start PROVIDED DATA
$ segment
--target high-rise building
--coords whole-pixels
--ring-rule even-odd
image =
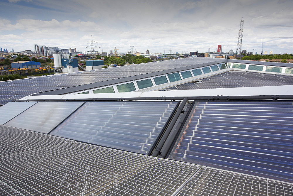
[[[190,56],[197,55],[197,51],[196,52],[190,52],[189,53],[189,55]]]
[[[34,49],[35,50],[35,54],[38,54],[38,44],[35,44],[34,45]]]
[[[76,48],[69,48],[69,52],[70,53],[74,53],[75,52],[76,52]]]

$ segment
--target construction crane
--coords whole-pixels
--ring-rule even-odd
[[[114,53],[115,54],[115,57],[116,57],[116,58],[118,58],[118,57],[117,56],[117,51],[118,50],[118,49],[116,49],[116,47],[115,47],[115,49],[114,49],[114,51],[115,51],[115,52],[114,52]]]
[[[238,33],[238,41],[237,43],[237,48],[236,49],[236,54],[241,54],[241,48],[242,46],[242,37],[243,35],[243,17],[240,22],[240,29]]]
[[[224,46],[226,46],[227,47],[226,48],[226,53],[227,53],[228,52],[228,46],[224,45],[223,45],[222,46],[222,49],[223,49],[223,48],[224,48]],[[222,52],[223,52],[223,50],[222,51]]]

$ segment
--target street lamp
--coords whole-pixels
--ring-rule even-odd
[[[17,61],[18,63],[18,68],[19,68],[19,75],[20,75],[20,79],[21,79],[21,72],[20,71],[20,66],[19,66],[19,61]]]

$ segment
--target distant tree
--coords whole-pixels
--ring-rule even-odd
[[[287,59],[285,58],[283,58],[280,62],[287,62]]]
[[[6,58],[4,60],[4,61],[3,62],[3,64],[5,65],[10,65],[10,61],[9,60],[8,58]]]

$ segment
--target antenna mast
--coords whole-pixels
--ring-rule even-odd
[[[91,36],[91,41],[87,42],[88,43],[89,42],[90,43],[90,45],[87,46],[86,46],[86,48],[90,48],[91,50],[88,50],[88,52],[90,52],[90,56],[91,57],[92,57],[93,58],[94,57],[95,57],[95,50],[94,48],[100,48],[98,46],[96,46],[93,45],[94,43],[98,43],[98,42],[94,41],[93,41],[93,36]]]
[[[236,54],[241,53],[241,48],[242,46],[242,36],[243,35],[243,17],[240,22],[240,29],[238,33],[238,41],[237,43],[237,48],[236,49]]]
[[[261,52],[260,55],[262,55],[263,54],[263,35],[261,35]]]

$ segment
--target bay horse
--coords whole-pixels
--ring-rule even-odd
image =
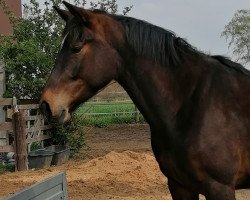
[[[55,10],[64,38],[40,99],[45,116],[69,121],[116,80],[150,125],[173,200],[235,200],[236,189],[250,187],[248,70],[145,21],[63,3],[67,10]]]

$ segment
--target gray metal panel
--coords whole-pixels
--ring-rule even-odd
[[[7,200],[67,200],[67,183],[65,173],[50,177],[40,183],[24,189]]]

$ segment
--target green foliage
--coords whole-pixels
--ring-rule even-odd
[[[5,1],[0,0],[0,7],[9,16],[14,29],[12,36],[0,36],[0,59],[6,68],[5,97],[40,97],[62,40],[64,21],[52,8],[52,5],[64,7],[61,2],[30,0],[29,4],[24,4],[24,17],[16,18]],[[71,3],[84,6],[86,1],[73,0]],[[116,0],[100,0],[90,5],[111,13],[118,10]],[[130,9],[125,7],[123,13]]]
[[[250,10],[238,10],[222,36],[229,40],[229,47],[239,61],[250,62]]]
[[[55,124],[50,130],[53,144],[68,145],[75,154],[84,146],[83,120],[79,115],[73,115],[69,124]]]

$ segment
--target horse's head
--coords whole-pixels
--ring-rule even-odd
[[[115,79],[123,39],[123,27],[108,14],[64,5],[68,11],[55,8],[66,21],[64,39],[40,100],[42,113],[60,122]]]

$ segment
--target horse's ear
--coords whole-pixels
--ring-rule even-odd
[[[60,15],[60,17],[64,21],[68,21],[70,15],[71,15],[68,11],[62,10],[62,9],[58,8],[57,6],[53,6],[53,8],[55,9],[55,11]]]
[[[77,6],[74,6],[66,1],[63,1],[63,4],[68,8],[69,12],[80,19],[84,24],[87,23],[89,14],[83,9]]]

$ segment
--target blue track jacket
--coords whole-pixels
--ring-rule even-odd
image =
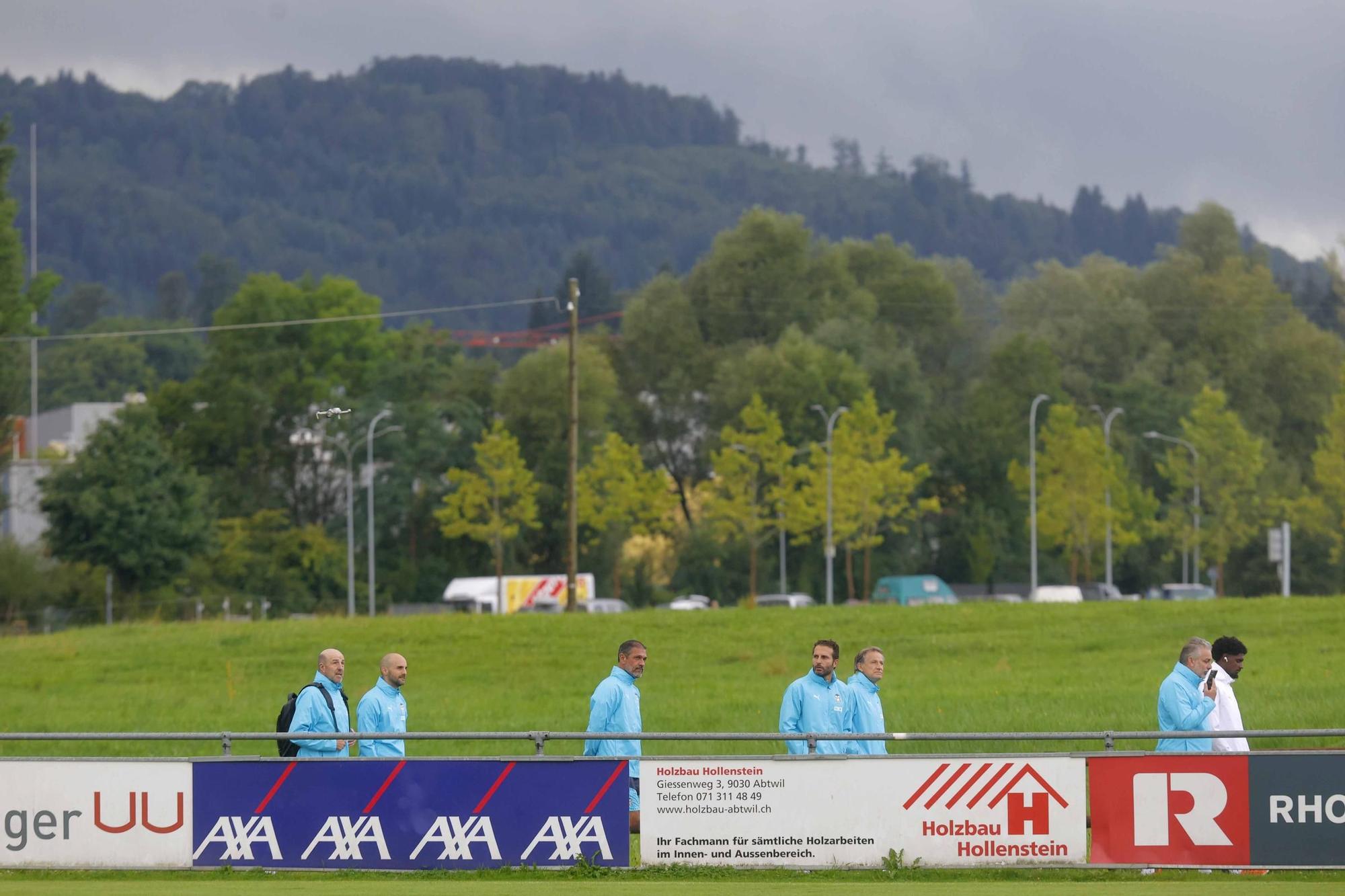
end PROVIDED DATA
-- STATED GOAL --
Reproduce every line of the entries above verbatim, from the first to the last, omitting the pictures.

-- WRITTEN REPLY --
$ segment
--target high-rise building
--coords whole-pixels
--ring-rule even-odd
image =
[[[190,56],[197,55],[197,51],[196,52],[190,52],[189,53],[189,55]]]
[[[34,49],[35,50],[35,54],[38,54],[38,44],[35,44],[34,45]]]
[[[76,48],[69,48],[69,52],[70,53],[74,53],[75,52],[76,52]]]

$ segment
--target construction crane
--coords whole-pixels
--ring-rule even-odd
[[[114,53],[115,54],[115,57],[116,57],[116,58],[118,58],[118,57],[117,56],[117,51],[118,50],[118,49],[116,49],[116,47],[115,47],[115,49],[114,49],[114,51],[115,51],[115,52],[114,52]]]
[[[238,33],[238,41],[237,43],[237,48],[236,49],[236,54],[241,54],[241,48],[242,46],[242,37],[243,35],[243,17],[240,22],[240,29]]]
[[[224,46],[226,46],[227,47],[226,48],[226,53],[227,53],[228,52],[228,46],[224,45],[223,45],[222,46],[222,49],[223,49],[223,48],[224,48]],[[222,52],[223,52],[223,50],[222,51]]]

$ segment
--target street lamp
--coords whole-pixels
--ring-rule even-odd
[[[17,61],[18,63],[18,68],[19,68],[19,75],[20,75],[20,79],[21,79],[21,72],[20,71],[20,66],[19,66],[19,61]]]

$ segment
--target distant tree
--coords whole-pixels
--ring-rule even-odd
[[[287,59],[285,58],[283,58],[280,62],[287,62]]]
[[[6,58],[4,60],[4,61],[3,62],[3,64],[5,65],[10,65],[10,61],[9,60],[8,58]]]

$ segment
--target antenna mast
--coords whole-pixels
--ring-rule even-odd
[[[91,36],[91,41],[87,42],[88,43],[89,42],[90,43],[90,45],[87,46],[86,46],[86,48],[90,48],[91,50],[88,50],[88,52],[90,52],[90,56],[91,57],[92,57],[93,58],[94,57],[95,57],[95,50],[94,48],[100,48],[98,46],[96,46],[93,45],[94,43],[98,43],[98,42],[94,41],[93,41],[93,36]]]
[[[236,54],[241,53],[241,48],[242,46],[242,36],[243,35],[243,17],[240,22],[240,29],[238,33],[238,41],[237,43],[237,48],[236,49]]]
[[[261,52],[260,55],[262,55],[263,54],[263,35],[261,35]]]

$ segment
--target bay horse
--coords whole-pixels
--ring-rule even-odd
image =
[[[55,10],[64,38],[40,99],[45,116],[69,121],[116,80],[150,125],[173,200],[235,200],[236,189],[250,187],[248,70],[145,21],[63,3],[67,10]]]

$ segment
--target gray metal panel
--coords whole-pixels
--ring-rule even-odd
[[[7,200],[67,200],[67,183],[65,173],[50,177],[40,183],[24,189]]]

$ segment
--target green foliage
--coords whole-pixels
--ring-rule even-odd
[[[5,1],[0,0],[0,7],[9,16],[14,29],[12,36],[0,36],[0,59],[6,68],[5,97],[40,97],[62,40],[64,21],[52,8],[52,5],[64,7],[61,2],[30,0],[29,4],[24,4],[24,17],[16,18]],[[71,3],[84,6],[86,1],[73,0]],[[116,0],[100,0],[90,5],[111,13],[118,10]],[[130,9],[125,7],[123,13]]]
[[[250,10],[238,10],[222,36],[229,40],[229,47],[239,61],[250,62]]]
[[[55,124],[50,130],[53,144],[68,145],[75,154],[84,146],[83,120],[79,115],[73,115],[69,124]]]

$ segment
--target horse's head
--coords whole-pixels
--ring-rule even-odd
[[[115,79],[123,39],[123,27],[108,14],[64,5],[68,11],[55,8],[66,21],[64,39],[40,100],[42,113],[60,122]]]

$ segment
--target horse's ear
--coords whole-pixels
--ring-rule even-odd
[[[60,15],[60,17],[64,21],[68,21],[70,15],[71,15],[68,11],[62,10],[62,9],[58,8],[57,6],[53,6],[53,8],[55,9],[55,11]]]
[[[77,6],[74,6],[66,1],[63,1],[63,4],[68,8],[69,12],[80,19],[84,24],[87,23],[89,14],[83,9]]]

$ segment
--target blue track jacket
--coords whole-pixels
--ring-rule even-odd
image =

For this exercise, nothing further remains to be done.